## TASK OBJECTIVE
Can you output the records below exactly as they are written?

## LISTED RECORDS

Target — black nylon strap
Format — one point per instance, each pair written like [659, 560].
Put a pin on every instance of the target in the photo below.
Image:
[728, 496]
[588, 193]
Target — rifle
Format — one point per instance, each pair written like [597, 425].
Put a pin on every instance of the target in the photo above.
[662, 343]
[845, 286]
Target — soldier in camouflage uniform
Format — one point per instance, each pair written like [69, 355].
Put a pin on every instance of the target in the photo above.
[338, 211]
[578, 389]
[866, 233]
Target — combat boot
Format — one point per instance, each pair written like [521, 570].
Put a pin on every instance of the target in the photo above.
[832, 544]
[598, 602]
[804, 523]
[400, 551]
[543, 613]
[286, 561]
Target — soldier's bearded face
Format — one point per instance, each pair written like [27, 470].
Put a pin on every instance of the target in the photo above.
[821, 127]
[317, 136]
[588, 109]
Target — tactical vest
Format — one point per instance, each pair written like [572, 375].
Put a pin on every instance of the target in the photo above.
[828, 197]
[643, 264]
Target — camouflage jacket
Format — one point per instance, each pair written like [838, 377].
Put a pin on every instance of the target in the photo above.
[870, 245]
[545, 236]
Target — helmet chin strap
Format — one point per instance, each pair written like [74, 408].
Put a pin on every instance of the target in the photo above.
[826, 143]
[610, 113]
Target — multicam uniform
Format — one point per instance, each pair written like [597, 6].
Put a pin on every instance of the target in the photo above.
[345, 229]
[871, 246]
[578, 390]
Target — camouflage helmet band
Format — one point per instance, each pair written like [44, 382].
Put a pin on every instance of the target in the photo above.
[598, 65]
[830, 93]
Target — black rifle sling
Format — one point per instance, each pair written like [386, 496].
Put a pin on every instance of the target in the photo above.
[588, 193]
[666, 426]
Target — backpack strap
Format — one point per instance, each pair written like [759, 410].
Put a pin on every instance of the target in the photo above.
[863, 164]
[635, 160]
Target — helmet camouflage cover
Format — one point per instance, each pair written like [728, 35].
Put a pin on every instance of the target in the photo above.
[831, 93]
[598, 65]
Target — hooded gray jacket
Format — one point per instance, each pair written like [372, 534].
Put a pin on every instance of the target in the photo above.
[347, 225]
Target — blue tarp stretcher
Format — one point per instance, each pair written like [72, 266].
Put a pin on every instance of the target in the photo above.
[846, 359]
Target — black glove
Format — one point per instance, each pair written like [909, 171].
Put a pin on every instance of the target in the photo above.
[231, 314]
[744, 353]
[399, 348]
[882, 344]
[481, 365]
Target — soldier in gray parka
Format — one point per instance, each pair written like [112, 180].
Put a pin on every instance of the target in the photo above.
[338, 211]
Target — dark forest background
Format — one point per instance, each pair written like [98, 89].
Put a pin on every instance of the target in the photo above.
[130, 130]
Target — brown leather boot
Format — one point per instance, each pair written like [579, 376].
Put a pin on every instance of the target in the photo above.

## YOUR SOLUTION
Target — black nylon strap
Format — one point per instance, each pair written like [659, 560].
Put a pin on every instance of the target in the photo below.
Image:
[728, 496]
[588, 193]
Target — rifle
Format — one point per instance, each pair written like [597, 425].
Put a pin on every instance of the target in the photo above.
[662, 343]
[845, 286]
Target — soldier in camouflage uniform
Format — one point per instance, each pair written like [69, 355].
Put a pin on every instance of the target in the photo above.
[338, 211]
[578, 389]
[866, 233]
Target — combat boot
Format — one point per instance, each pair written like [521, 570].
Put a pin on every instance of the target in the photo above.
[832, 544]
[598, 602]
[804, 523]
[400, 551]
[543, 613]
[286, 561]
Target — soldier's bearded face
Format — one point per instance, each pair written like [27, 470].
Put a pin on every instance of the target in the photo above.
[821, 127]
[317, 136]
[588, 109]
Target — tactical vest
Format — one point per instance, each pair written like [572, 375].
Put a pin on every instance of the target in the photo above.
[828, 197]
[643, 264]
Target — camouflage jacket
Format — one point per instance, each pair written like [838, 377].
Put a pin on every instance of the target in the photo above.
[870, 245]
[545, 236]
Target — helmet chin strap
Format — one point per instance, each pair written like [74, 408].
Put a pin on every instance of the target in the photo above.
[826, 143]
[610, 113]
Target — multicam uniform
Format — one point per instance, each pair written like [597, 6].
Put a pin on every instance of the target in the photo above.
[345, 229]
[871, 246]
[578, 390]
Target — camouflage helmet band
Format — one point per instance, each pair written like [44, 382].
Put a pin on every instance of the target in the photo above.
[598, 65]
[830, 93]
Target — black rifle sling
Format — one point per instance, each pair written like [386, 496].
Put a pin on every instance of the target in the photo above.
[588, 193]
[666, 426]
Target — backpack strap
Format — one point per instance, each pair written like [759, 410].
Put a pin on every instance of the target in the photo above.
[863, 164]
[635, 160]
Target — helmet camouflage cover
Format — one point per instance, each pair written like [728, 35].
Put a pin on every instance of the target in the photo above.
[831, 93]
[598, 65]
Target — hooded gray jacket
Format — one point per instance, each pair written like [372, 534].
Put a pin on every instance of the target in the photo above.
[347, 225]
Target — blue tarp stretcher
Format — one point per instance, each pair written like [72, 266].
Put a pin on every instance of the target in the photo above.
[846, 359]
Target — black glove
Format — one point per instance, each pair written like [909, 171].
Put a pin on every instance of the target in the photo above.
[231, 314]
[744, 353]
[399, 348]
[882, 344]
[481, 365]
Target — soldier in gray parka
Format — one point per instance, each pair written like [112, 180].
Put a pin on every instance of the target in the photo above.
[338, 211]
Target — dark forest background
Format — one point per instance, each pair written like [98, 89].
Put a pin on every instance of the target in the photo above.
[130, 130]
Target — brown leather boot
Format — one point per instance, each pair written like [579, 376].
Put a pin on every instance of the target in the photo above.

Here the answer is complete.